*** Opening of Document excerpt ***

LOS ANGELES (AP) — Demonstrators who gathered again Sunday outside the home of Los Angeles Mayor Eric Garcetti called on the city to cancel rents for people finding it hard to make ends meet as the coronavirus pandemic ravages California’s economy.

Tenant rights activists statewide have for weeks urged leaders to take additional action to prevent Californians from losing their apartments and falling into homelessness as expanded unemployment benefits expire while virus cases continue to surge.

The state court system is considering lifting its emergency restrictions on processing eviction cases later this month, the Los Angeles Times reported.

Since March, the pandemic has caused millions of Californians to lose their jobs.

California has tallied more than a half-million confirmed virus cases, with more than 9,220 deaths.

The number of infections is thought to be far higher because many people have not been tested, and studies suggest people can be infected with the virus without feeling sick.

*** Close of Document excerpt ***
*** Opening of Entries supplied ***

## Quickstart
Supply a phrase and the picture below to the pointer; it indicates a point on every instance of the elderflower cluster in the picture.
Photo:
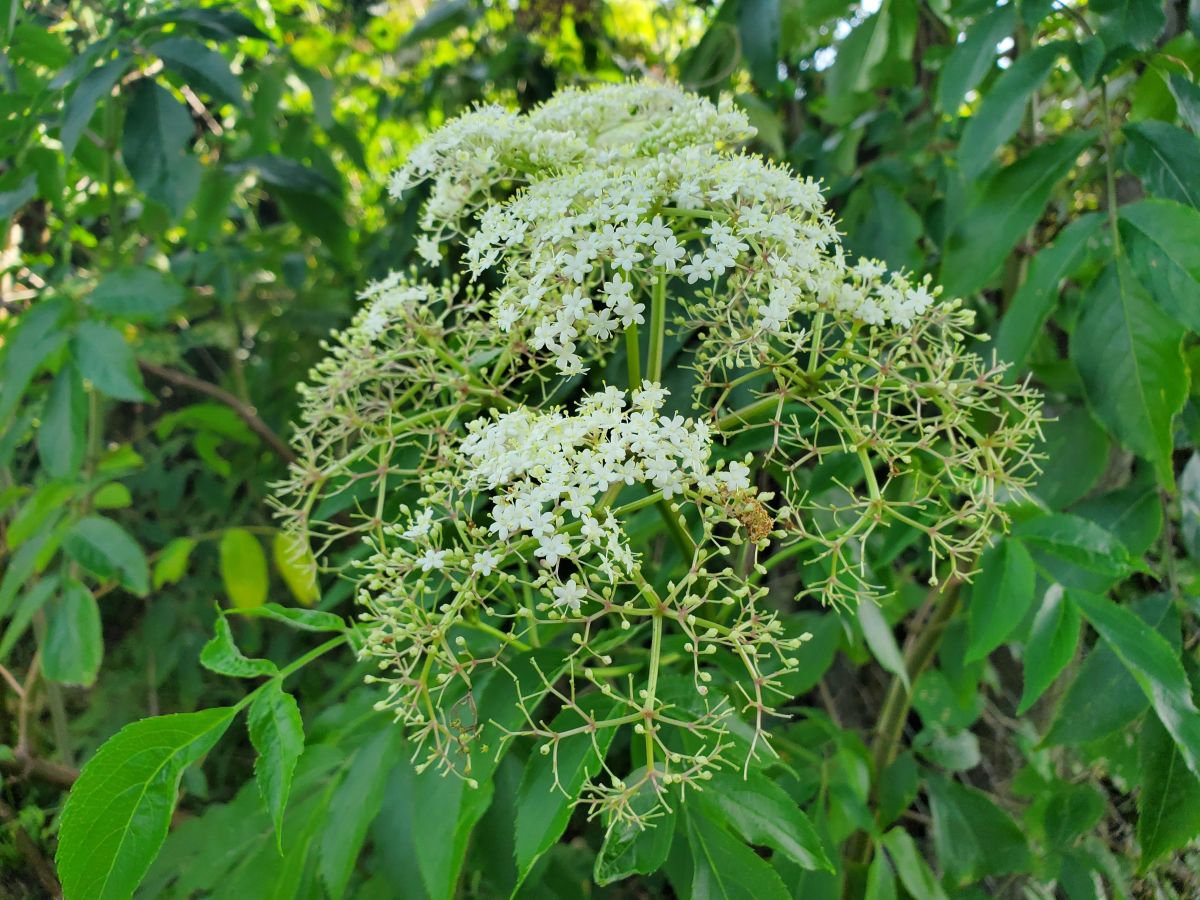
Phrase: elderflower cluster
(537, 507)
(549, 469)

*** Close of Entries supplied ***
*** Opening of Entries supplied ***

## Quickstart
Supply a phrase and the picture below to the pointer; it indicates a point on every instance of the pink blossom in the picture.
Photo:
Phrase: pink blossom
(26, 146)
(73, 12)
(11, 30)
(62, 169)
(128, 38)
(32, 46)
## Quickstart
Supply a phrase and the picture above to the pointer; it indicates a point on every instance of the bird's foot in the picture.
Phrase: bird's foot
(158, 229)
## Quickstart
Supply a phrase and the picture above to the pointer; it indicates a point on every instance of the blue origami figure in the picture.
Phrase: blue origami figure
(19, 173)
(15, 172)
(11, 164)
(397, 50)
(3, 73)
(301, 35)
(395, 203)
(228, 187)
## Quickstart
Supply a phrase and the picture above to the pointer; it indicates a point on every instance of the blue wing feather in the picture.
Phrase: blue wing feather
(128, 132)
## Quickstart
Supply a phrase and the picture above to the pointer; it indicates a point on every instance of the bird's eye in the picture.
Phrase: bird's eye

*** Close of Entries supplied ***
*** Opening of Entries supplied ***

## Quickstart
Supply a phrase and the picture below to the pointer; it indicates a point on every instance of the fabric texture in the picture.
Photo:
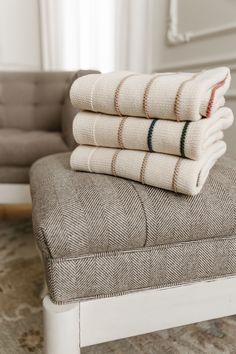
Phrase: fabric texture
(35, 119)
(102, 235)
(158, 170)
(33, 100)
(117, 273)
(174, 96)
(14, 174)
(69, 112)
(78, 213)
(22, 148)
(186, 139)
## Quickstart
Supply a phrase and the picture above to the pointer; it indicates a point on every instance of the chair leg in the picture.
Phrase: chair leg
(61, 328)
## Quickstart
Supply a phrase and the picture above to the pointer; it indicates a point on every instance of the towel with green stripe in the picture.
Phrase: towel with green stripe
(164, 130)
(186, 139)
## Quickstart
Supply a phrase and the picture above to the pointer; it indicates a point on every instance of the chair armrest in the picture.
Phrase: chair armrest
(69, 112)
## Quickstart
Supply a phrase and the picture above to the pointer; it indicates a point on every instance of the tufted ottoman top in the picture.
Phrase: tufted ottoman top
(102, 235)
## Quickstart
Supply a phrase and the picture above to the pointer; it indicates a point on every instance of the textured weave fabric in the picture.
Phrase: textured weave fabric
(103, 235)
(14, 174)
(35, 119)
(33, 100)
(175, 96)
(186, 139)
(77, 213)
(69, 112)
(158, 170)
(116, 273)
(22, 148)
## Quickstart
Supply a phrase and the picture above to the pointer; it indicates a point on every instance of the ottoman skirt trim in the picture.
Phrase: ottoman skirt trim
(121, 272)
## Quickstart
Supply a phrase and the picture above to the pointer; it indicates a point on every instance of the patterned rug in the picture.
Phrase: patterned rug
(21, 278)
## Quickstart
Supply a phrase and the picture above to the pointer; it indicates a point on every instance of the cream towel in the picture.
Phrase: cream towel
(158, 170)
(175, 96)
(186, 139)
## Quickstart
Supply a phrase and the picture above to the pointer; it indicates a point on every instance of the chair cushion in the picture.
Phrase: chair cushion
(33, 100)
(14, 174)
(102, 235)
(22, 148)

*** Close of Entries supplied ***

**Goal of the exercise**: Translate this sentence from the news report on rent protests in Los Angeles into Spanish: "Since March, the pandemic has caused millions of Californians to lose their jobs." You can set the lines aside; none of them are needed here.

**Task answer**: Desde marzo, la pandemia ha provocado que millones de californianos pierdan sus empleos.